### Text segment:
################
RNS Number:3273I
Silverjet PLC
22 November 2007


22 November 2007

                                 Silverjet plc


                Proposed #12m placing and #10m convertible loan


Silverjet plc ('Silverjet'), the exclusively business class, low fare, long haul
airline, today announces a proposed placing of #12m (gross) and a proposed
convertible loan of #10m (together the 'Fund Raising'). It is also announcing
separately today its interim results for the six months to 30 September 2007.

*  Successful business model underpinned by strong operational performance:

      *  80% load factor achieved prior to second daily London Luton to New York
         Newark service;

      *  38% increase in revenue seats(1) flown in October (6,782) over
         September (4,916);

      *  85% of services departed on time(2) in October with an average delay of
         only 7 minutes;

      *  Significant increase in yields in recent months;

      *  Second service from London Luton to New York Newark launched
         successfully on 23 September;

      *  London Luton to Dubai route successfully launched on 18 November;

      *  Silverjet is the winner of The Sunday Times Award for Best Airline 2007
         and two Conde Nast Traveller Awards in 2007, one for Favourite Business
         Only Airline and one for Design and Innovation; and

      *  Zero bags lost to date.

* The Fund Raising gives Silverjet a platform for growth to:

      *  Invest in its revolutionary customer experience at Luton and Newark,
         through further expansion and the development of exclusive arrival
         facilities at Luton and enhancement of its unique 30 minute check in
         and private jet style experience;

      *  Place collateral deposits under sale and leaseback arrangements to
         conclude the purchase of 2 extended range Boeing 767 aircraft,
         currently under exclusive letter of intent from Thomsonfly for delivery
         in March 2008; and

      *  Further strengthen its balance sheet for the development of new routes.
################
### Supplied data:
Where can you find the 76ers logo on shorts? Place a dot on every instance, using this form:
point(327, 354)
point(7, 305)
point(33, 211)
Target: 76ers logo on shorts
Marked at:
################
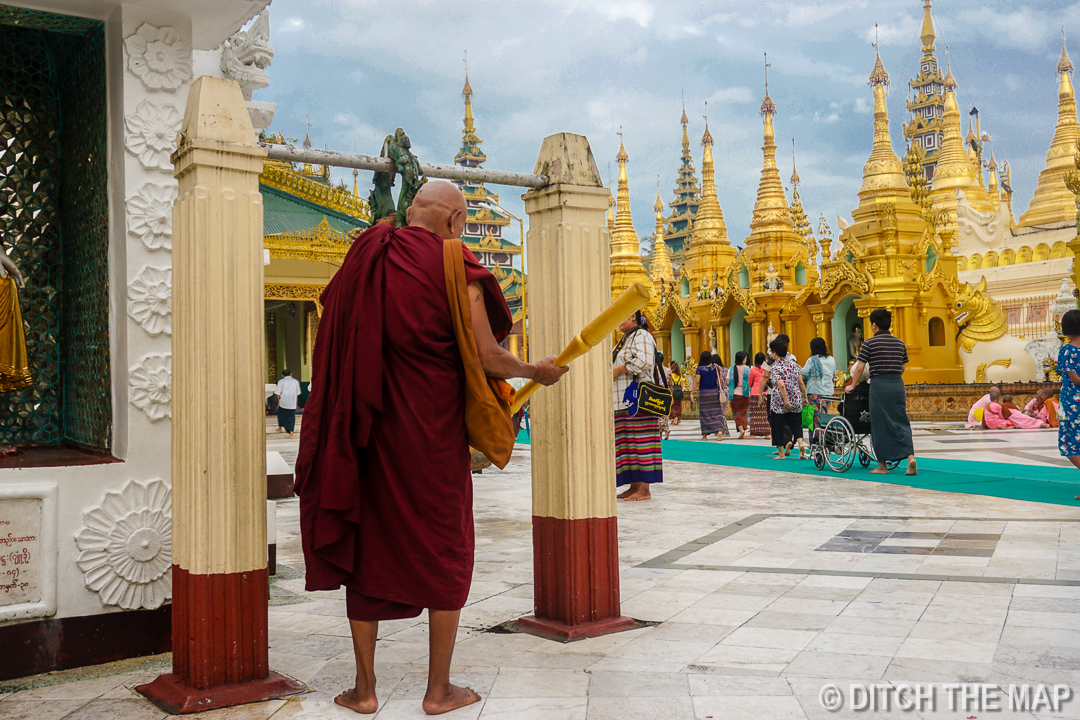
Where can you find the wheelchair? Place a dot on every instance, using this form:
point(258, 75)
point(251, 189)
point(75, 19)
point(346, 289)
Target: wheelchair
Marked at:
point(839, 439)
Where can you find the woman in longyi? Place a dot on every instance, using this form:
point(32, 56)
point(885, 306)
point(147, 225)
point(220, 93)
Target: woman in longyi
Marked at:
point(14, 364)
################
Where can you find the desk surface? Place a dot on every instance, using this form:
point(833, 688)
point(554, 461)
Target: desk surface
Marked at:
################
### Tasks to perform:
1. Copy the passage of the Silverjet announcement starting with "Silverjet plc ('Silverjet'), the" and going on through "30 September 2007.".
2. According to the Silverjet announcement, on what date was the London Luton to Dubai route launched?
3. Carry the Silverjet fund-raising announcement forward from the point where it stops.
The listing plays no role in any of this.

### Response list:
1.
Silverjet plc ('Silverjet'), the exclusively business class, low fare, long haul
airline, today announces a proposed placing of #12m (gross) and a proposed
convertible loan of #10m (together the 'Fund Raising'). It is also announcing
separately today its interim results for the six months to 30 September 2007.

2. 18 November

3.
*  Under the Placing, subject to Shareholder approval, Silverjet has placed
   20,000,000 new Ordinary Shares at 60 pence per share to raise gross proceeds
   of #12.0m:

      *  Directors are subscribing for Placing Shares worth #500,000.

*  In addition, Silverjet proposes to secure a convertible loan, subject to
   Shareholder approval, of #10m from TFB (Mortgages) Limited ('TFB'), a Reuben
   brothers company:

      *  The loan is convertible by 11 February 2008 into 18,333,333 new
         Ordinary Shares. TFB will be obliged to pay Silverjet a further #1.0m
         within six months of conversion;

      *  If not converted by 11 February 2008, the loan will be repayable by 17
         December 2009 and will carry an interest rate of LIBOR plus 200bp; and

      *  Upon conversion TFB will appoint two non-executive Directors to the
         board of Silverjet, in a non-executive capacity.

*  Interim results

      *  #11.8m revenue from scheduled flights in the period;

      *  Closure of Flyjet charter subsidiary and successful transfer of flight
         crews to scheduled operations; and

      *  #14.5m cash (including restricted cash) at 30 September 2007.


(1) 'Revenue seats' represents the number of seats generating commercial revenue
and also passengers on non-refundable tickets that have not flown


(2) 'On time' is defined as departure within 15 minutes of scheduled departure
time.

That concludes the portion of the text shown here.